→ **TASK DETAILS**: Once the line holding "Locate every instance of the salvia" is found in the listing below, write it out and each later line exactly, up to and including the one holding "Locate every instance of the dark flower".

→ **MATERIAL FOR THE TASK**:
------------------------

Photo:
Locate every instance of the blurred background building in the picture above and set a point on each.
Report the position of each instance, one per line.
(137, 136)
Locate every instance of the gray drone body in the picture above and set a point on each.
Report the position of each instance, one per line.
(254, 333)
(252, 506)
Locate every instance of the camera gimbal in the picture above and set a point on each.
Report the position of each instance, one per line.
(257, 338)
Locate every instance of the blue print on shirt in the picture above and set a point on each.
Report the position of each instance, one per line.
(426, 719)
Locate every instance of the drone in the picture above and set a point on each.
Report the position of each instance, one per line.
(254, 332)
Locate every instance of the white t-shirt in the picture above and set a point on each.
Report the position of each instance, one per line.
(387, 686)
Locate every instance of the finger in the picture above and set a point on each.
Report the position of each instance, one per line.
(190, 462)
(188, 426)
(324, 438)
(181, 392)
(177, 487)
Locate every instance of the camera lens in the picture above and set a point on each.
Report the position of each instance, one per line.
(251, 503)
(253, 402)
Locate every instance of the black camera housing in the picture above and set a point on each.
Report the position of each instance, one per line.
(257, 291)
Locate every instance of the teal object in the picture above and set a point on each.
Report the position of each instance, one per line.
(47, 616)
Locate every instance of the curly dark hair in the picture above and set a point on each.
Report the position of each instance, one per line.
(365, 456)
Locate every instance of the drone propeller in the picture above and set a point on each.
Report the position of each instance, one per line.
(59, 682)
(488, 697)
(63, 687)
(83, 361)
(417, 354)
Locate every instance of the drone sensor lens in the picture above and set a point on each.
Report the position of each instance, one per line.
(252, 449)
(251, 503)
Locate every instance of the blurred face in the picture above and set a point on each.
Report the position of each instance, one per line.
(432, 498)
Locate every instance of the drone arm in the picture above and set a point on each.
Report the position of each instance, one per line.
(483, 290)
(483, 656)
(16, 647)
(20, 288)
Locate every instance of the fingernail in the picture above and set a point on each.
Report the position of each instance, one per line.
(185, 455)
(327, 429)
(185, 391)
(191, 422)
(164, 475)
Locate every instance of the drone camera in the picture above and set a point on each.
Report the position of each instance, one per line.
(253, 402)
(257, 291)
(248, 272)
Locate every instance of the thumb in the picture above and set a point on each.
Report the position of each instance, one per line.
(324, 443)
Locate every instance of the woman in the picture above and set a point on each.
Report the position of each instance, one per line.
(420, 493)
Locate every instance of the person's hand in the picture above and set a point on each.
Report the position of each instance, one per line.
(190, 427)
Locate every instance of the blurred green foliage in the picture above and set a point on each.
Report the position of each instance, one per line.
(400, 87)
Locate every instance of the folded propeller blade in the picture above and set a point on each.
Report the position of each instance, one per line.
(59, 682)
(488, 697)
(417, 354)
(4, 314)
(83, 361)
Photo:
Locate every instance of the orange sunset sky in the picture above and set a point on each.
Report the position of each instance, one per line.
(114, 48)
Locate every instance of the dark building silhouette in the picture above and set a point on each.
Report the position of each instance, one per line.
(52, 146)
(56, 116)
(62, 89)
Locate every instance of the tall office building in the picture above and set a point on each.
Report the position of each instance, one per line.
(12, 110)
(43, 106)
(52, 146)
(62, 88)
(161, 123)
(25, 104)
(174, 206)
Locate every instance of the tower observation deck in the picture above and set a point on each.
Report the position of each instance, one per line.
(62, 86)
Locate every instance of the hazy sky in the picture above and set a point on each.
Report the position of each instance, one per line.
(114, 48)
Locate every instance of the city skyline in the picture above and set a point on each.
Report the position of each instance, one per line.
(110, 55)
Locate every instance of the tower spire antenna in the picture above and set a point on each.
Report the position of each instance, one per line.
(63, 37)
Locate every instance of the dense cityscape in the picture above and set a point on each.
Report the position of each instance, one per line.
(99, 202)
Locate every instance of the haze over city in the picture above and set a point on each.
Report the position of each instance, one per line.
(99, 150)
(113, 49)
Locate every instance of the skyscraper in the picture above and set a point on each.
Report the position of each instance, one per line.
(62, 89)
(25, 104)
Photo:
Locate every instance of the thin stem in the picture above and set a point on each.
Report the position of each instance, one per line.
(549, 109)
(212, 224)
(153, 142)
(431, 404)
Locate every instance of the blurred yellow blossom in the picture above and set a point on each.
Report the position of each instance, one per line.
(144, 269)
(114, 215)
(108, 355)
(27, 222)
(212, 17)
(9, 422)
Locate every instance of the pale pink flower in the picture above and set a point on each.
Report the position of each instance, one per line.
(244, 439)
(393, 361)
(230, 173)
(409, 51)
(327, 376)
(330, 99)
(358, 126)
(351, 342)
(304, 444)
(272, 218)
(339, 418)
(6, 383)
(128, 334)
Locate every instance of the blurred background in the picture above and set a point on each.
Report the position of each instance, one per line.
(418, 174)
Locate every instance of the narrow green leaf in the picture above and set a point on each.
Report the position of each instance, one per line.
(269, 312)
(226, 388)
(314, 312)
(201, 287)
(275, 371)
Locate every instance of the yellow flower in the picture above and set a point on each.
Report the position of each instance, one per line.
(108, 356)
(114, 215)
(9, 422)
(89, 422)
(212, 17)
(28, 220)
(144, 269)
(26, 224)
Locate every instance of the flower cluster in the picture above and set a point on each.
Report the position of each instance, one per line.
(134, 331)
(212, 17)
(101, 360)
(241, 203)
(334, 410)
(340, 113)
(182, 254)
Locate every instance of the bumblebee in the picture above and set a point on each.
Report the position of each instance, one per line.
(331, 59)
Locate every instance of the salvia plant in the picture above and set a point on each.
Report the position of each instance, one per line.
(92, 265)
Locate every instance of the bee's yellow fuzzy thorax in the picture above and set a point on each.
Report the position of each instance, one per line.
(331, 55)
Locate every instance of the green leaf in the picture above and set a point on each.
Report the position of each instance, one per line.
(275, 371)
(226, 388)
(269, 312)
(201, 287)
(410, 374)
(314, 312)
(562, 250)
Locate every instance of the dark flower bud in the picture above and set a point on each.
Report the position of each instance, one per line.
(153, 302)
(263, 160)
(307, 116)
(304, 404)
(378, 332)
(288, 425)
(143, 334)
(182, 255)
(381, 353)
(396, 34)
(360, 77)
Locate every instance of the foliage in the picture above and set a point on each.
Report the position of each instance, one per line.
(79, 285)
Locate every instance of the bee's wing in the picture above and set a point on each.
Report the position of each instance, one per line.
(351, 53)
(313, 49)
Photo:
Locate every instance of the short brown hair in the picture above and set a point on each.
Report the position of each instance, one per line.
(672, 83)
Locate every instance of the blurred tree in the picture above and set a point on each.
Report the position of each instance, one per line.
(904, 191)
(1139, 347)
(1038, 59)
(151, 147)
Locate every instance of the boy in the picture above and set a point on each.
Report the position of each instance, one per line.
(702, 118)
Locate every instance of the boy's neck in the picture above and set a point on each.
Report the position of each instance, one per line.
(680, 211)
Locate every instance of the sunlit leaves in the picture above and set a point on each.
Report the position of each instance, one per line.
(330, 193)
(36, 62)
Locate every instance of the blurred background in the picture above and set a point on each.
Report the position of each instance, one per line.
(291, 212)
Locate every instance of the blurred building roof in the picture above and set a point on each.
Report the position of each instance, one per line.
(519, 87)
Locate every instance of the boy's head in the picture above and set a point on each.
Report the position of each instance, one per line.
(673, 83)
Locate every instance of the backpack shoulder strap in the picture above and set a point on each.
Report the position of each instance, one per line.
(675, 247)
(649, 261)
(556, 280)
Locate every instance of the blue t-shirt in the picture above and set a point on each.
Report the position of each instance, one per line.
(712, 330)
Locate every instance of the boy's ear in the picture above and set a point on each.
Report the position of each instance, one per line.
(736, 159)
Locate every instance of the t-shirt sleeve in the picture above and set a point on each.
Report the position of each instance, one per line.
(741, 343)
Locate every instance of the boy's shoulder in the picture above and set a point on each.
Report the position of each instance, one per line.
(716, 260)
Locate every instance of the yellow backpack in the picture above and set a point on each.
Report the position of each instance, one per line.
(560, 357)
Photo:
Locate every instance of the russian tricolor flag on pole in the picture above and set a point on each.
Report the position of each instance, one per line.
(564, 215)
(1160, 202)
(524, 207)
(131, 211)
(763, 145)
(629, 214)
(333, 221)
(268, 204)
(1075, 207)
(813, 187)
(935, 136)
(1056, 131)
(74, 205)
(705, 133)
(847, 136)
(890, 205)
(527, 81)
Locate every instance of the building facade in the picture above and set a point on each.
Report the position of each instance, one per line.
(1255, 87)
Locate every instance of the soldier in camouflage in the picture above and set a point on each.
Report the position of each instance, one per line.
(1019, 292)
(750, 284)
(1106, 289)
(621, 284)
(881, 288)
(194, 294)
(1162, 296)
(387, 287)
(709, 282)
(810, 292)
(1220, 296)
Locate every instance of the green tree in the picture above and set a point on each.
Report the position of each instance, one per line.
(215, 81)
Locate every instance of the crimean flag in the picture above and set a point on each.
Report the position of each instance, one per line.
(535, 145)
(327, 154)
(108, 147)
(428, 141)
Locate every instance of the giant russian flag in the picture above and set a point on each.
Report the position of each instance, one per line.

------------------------

→ **RESPONSE AREA**:
Locate every instance of the salvia plant in the picture above and set a point on each.
Report the position of each instance, one per line.
(92, 265)
Locate every instance of the bee's yellow fuzzy thorax in the picture above and set a point on each.
Report the position of each instance, one per line.
(331, 55)
Locate every instance of the green leaf in the picture above and set a point on each.
Report the position of each instance, one per line.
(275, 371)
(226, 388)
(269, 312)
(201, 287)
(410, 374)
(314, 312)
(562, 250)
Locate every instance of the dark flower bud in the picture above and set a point on each.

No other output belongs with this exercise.